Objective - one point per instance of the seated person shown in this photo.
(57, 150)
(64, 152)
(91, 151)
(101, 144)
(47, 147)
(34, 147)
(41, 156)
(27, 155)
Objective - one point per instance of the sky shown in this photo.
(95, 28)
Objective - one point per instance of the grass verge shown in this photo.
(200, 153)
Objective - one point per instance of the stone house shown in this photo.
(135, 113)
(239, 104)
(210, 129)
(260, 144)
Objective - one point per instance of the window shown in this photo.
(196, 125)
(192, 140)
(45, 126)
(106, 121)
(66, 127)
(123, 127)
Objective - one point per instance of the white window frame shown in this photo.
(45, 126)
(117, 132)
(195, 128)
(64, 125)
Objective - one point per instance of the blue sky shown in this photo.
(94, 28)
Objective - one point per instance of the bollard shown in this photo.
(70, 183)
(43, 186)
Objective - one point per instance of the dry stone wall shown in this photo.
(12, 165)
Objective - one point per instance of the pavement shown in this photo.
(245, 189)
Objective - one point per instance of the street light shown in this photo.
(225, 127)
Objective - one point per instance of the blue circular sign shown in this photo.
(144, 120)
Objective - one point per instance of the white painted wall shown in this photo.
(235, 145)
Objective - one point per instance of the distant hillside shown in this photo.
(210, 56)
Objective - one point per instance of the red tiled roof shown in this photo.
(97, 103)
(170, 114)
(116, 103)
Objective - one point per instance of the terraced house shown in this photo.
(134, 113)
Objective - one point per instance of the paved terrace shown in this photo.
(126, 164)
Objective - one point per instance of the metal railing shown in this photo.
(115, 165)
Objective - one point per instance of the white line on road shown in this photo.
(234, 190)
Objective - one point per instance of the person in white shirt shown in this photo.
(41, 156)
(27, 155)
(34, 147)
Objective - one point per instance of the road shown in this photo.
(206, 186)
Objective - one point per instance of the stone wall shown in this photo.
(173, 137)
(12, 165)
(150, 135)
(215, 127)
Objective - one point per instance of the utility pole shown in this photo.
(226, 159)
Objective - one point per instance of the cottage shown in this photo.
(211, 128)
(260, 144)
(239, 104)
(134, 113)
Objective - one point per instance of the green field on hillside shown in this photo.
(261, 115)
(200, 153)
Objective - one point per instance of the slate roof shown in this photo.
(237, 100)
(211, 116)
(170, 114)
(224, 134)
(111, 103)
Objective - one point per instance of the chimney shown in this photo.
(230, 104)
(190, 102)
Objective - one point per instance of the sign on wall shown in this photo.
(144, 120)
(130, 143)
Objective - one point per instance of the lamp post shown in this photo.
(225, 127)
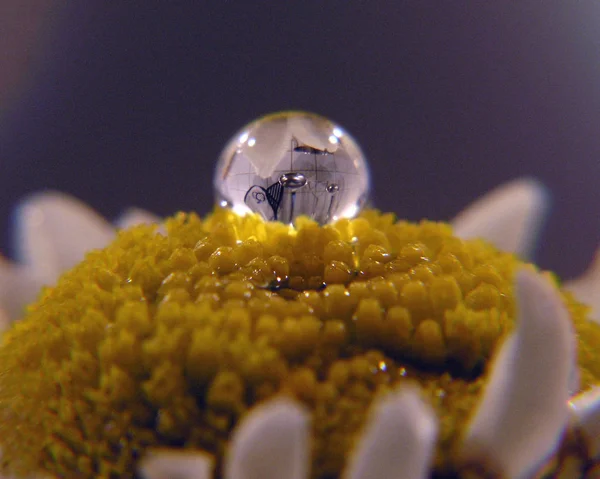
======
[What the task requires]: Reproduce every line of the records above word for word, leaving out the pictures.

[Response to this exercise]:
Objective - one point per instance of the seated person shown in this photo.
(57, 150)
(64, 152)
(91, 151)
(101, 144)
(47, 147)
(34, 147)
(41, 156)
(27, 155)
Objective - one point per instance of the sky shown in this photo.
(95, 28)
Objective - one point per instance of the grass verge shown in this photo.
(200, 153)
Objective - one point per instance of the stone house shown in this photo.
(135, 113)
(239, 104)
(210, 129)
(260, 144)
Objective - one point per instance of the window shown in this photo.
(196, 125)
(192, 140)
(45, 126)
(106, 121)
(66, 127)
(123, 127)
Objective - one point per instance of the white window frame shown in this photo.
(45, 126)
(117, 132)
(195, 128)
(64, 125)
Objective - one point per instance of the blue sky shown in this photo.
(94, 28)
Objective - one point per instance of the bollard shown in this photo.
(70, 183)
(43, 186)
Objective - one point per instance of the dry stone wall shown in this photo.
(12, 165)
Objective - one point per instance of the pavement shown in this photo.
(245, 189)
Objective - one point per instance of the street light shown in this photo.
(225, 127)
Objective - one point per instance of the blue circular sign shown in this photo.
(144, 120)
Objective - one point per instance of the white painted wall shown in this photo.
(235, 145)
Objective - one point per instance of the distant hillside shown in this photo.
(210, 56)
Objective - one point per instance of the red tiled roof shown in this photo.
(97, 103)
(170, 114)
(116, 103)
Objective - one point per instance of the terraced house shown in this photo.
(134, 113)
Objective - one point per instance of the paved terrace shown in this photo.
(126, 164)
Objective - one point per instance of the metal railing shown in this photo.
(115, 165)
Objective - one point per instance of the white line on road shown in this photo.
(234, 190)
Objective - one point per instance of the person in white shirt shown in this photo.
(41, 156)
(27, 155)
(34, 147)
Objective - one point per instance of the road shown in this photo.
(206, 186)
Objective - one point per instance of the stone wall shown in this photo.
(173, 137)
(12, 165)
(150, 135)
(215, 127)
Objective - one point per instance of the utility pole shown in this photo.
(226, 159)
Objective - one point per instance of the cottage shown in this photo.
(211, 128)
(260, 144)
(239, 104)
(134, 113)
Objective - one point per instance of the green field on hillside shown in this photo.
(261, 115)
(200, 153)
Objective - one point per instance of the slate roof shown in this photo.
(237, 100)
(211, 116)
(170, 114)
(224, 134)
(111, 103)
Objective - one point per instance of the chimney shown in this photo.
(230, 104)
(190, 102)
Objective - one point per instance of the sign on wall shown in this photo.
(144, 120)
(130, 143)
Objective - one point per instance of the lamp post shown in this photo.
(225, 127)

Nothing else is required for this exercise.